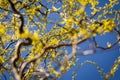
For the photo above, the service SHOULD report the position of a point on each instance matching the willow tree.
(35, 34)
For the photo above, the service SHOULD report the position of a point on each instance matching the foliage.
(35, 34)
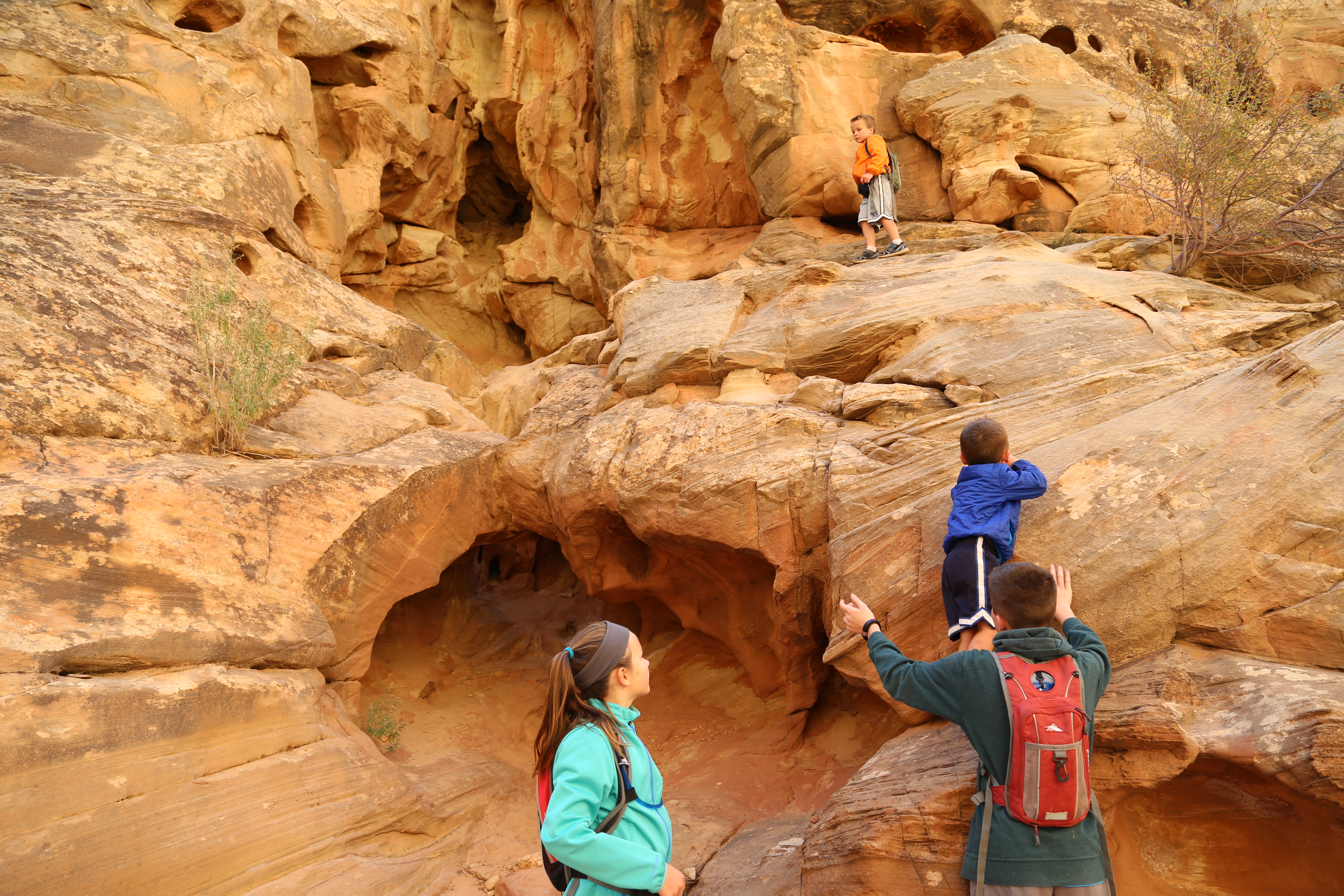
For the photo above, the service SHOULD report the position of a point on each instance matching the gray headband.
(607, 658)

• • • •

INSTRUCTION: Rescale the records above by writing out every line again, including each text line, and multiplying every point coordinate by 0.95, rounding to whole numbers with halves rounded up. Leave the pictures out of your answer.

THE SOLUTION:
For the photo above, the service SHOULD report the position of a point on each instance matching the willow tree.
(33, 32)
For the photo above, the service SHOULD report the position of a point on each instance matching the foliage.
(33, 32)
For the photo above, the service SHOULD report the position of a point on each instance matching the gray headband.
(577, 625)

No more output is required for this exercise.